• Instructions for the task
Count how many lines in the data hold the word "every", and give that number alone.

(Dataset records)
##############################

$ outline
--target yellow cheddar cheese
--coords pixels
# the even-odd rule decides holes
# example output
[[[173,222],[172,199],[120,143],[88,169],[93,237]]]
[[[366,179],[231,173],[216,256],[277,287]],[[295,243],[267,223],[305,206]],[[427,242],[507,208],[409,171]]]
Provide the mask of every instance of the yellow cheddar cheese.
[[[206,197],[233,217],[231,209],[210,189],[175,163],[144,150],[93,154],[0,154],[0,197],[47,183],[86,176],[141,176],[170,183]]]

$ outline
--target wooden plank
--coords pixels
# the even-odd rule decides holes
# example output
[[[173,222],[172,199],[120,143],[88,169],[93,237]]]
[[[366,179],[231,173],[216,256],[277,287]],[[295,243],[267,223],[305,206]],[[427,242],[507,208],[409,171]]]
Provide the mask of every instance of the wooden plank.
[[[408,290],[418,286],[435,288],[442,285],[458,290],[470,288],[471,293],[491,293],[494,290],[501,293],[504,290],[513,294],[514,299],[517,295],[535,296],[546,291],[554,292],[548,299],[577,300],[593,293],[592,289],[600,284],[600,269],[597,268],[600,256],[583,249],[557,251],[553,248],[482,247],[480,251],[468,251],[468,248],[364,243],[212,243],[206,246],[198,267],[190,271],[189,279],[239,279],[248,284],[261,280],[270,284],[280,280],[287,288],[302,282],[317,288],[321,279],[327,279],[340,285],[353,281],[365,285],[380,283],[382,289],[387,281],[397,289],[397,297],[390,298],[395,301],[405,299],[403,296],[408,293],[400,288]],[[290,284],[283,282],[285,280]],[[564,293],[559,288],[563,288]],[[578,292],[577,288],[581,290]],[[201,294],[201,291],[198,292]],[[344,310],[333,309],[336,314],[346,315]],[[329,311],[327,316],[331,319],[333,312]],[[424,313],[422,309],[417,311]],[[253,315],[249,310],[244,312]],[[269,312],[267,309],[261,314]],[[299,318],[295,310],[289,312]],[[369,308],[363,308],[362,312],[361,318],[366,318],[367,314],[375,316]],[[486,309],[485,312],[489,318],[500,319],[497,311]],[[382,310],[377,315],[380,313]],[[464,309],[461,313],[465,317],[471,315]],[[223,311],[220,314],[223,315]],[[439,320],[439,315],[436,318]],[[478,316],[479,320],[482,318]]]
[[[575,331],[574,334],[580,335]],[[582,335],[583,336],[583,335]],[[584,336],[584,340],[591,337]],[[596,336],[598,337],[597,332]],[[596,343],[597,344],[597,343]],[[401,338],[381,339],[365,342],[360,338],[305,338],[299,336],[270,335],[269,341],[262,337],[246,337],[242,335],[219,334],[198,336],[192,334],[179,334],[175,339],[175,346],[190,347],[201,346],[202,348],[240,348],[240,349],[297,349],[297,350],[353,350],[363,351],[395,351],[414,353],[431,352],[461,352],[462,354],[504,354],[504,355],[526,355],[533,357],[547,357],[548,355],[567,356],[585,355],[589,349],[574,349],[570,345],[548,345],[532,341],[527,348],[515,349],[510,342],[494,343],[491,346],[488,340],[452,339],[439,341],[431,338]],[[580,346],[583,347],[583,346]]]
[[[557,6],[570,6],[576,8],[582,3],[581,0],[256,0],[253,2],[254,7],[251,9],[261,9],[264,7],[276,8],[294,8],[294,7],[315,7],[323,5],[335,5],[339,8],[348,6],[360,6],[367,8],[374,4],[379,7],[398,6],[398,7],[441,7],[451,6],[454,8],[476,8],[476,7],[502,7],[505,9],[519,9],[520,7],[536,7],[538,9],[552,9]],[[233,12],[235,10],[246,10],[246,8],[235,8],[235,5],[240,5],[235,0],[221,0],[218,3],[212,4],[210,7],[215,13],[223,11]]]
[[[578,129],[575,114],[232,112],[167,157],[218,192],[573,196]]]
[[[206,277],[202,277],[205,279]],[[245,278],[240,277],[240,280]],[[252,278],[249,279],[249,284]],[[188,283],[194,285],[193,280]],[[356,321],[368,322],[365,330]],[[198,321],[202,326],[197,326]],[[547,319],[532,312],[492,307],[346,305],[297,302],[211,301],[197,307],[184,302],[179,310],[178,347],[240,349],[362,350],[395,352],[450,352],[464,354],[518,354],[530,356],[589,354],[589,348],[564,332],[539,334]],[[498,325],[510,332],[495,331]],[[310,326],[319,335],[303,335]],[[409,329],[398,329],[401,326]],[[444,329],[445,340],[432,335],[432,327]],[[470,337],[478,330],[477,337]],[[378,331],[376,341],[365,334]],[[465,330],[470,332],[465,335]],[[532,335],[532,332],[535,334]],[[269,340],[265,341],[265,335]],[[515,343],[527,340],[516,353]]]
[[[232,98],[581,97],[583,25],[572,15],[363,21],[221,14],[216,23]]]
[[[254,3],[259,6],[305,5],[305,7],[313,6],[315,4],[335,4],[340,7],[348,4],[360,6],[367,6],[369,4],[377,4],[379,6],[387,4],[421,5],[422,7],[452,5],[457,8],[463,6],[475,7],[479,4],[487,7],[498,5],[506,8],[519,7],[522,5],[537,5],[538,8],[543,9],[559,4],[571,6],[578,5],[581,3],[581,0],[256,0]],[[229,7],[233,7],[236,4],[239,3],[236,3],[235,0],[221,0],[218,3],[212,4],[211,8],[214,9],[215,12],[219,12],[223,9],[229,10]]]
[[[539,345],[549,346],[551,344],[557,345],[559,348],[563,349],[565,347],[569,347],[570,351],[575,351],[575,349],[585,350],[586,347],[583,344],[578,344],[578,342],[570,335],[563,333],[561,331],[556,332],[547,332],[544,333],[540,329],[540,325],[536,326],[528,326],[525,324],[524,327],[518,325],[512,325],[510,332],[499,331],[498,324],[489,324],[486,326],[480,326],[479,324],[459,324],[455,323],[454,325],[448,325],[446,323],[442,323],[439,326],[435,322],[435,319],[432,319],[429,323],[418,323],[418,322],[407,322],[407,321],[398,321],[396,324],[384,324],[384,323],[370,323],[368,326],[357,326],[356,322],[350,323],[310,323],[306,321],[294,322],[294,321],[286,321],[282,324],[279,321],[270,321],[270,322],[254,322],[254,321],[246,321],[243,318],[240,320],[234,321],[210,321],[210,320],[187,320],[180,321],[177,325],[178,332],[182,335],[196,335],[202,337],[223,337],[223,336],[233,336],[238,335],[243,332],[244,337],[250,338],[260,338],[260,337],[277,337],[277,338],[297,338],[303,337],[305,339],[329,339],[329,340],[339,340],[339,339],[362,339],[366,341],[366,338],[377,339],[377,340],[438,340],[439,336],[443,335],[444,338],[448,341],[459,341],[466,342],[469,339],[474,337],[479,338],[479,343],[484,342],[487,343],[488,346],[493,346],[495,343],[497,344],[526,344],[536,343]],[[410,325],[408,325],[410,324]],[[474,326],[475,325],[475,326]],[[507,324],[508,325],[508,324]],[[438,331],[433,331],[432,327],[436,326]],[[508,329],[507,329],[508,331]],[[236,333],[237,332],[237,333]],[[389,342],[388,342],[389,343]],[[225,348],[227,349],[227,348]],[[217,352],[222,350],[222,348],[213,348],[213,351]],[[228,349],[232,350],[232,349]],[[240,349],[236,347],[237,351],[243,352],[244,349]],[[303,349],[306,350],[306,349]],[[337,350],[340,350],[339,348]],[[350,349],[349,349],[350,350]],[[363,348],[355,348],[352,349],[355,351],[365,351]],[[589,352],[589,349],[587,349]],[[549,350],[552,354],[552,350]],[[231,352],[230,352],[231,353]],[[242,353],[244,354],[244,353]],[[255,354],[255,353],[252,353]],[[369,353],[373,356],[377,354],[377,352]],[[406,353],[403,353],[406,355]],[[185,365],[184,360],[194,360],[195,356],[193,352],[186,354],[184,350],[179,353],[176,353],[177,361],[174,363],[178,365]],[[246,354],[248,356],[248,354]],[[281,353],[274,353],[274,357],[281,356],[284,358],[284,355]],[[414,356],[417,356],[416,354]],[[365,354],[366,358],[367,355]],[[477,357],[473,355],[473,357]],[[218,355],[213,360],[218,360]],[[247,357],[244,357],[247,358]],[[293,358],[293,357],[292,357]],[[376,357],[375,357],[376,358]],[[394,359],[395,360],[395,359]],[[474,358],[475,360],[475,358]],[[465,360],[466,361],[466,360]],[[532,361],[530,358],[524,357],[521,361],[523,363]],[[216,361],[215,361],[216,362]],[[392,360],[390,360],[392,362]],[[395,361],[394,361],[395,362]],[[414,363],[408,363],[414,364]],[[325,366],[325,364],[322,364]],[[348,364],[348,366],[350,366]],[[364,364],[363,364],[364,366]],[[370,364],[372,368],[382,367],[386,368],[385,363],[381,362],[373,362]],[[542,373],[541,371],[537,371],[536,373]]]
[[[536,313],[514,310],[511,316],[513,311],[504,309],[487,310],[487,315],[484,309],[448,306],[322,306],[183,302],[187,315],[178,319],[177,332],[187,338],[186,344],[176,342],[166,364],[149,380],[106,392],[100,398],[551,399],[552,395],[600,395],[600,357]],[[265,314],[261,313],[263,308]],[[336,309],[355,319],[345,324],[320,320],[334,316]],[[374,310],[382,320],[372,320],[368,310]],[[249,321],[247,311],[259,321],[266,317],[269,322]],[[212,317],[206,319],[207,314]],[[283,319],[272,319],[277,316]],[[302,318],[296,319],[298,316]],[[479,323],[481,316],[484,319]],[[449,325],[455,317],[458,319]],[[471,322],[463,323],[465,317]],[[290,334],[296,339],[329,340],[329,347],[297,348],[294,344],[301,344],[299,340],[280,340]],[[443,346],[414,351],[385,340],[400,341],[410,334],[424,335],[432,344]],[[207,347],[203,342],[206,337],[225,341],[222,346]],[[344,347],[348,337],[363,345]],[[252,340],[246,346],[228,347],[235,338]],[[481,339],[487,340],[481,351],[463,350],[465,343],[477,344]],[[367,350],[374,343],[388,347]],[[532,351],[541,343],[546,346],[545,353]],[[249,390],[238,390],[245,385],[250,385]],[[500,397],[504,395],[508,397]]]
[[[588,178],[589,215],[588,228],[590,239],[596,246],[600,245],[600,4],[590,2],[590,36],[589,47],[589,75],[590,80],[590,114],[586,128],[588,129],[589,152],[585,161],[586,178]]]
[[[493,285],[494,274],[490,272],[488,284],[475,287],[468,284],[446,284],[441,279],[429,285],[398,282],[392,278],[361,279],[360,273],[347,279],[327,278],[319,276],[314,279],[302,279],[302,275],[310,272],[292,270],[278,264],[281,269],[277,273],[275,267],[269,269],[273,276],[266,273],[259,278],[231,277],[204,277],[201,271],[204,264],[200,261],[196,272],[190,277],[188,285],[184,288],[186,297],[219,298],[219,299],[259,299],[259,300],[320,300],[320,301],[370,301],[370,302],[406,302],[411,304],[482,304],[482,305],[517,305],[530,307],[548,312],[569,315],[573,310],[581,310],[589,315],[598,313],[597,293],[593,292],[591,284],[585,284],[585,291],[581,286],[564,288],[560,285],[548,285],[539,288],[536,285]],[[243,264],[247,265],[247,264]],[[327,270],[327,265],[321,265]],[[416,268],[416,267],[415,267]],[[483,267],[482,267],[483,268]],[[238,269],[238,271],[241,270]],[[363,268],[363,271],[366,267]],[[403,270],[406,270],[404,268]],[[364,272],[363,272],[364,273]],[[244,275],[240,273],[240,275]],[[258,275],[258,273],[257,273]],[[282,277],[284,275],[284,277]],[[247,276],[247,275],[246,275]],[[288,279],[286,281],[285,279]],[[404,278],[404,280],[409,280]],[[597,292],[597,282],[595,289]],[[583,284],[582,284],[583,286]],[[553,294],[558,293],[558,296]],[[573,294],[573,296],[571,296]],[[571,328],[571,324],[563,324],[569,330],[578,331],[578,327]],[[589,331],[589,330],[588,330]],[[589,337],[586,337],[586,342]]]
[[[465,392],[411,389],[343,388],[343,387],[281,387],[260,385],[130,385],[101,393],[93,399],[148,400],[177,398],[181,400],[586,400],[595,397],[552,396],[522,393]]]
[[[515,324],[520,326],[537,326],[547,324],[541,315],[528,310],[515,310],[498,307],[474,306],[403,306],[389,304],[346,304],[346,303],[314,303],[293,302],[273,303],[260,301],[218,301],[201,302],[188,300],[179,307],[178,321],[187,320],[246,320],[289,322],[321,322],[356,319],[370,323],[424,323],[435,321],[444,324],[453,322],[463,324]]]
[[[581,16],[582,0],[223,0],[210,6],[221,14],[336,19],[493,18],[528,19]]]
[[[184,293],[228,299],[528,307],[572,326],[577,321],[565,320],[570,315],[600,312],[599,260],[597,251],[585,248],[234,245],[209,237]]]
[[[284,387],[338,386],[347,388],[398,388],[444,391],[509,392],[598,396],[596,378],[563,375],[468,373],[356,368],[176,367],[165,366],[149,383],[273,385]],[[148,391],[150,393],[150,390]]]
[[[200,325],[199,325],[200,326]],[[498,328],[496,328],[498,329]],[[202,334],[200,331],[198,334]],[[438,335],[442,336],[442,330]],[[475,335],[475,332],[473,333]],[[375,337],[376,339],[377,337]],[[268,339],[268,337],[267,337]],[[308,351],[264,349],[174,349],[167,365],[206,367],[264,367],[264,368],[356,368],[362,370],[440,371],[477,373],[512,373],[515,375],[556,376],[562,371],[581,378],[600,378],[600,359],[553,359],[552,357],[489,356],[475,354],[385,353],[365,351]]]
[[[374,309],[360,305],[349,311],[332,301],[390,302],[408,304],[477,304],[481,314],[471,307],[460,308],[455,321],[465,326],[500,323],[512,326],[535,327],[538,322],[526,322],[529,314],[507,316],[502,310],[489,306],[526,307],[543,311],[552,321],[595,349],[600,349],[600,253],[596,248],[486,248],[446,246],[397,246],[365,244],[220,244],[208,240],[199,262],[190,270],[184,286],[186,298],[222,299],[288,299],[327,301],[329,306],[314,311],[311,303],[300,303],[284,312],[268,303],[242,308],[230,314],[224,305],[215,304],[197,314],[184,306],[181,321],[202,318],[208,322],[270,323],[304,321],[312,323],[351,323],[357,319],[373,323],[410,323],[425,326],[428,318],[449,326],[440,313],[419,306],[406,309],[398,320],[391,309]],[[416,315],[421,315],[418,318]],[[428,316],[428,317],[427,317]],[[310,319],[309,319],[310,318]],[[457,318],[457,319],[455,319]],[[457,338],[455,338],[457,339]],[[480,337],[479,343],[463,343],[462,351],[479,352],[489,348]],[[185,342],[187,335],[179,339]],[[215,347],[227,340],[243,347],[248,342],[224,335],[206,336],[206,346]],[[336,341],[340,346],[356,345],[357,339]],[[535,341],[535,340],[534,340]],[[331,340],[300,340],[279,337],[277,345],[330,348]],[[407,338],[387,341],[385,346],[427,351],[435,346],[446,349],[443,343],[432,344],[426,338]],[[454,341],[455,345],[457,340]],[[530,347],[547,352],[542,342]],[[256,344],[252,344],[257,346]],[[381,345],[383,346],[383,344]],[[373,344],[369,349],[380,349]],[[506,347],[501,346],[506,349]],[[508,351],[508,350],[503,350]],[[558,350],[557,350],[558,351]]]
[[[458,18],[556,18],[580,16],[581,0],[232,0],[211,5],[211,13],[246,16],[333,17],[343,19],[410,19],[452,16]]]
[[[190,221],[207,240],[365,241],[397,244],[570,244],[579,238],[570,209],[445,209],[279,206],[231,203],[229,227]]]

##############################

• Response below
2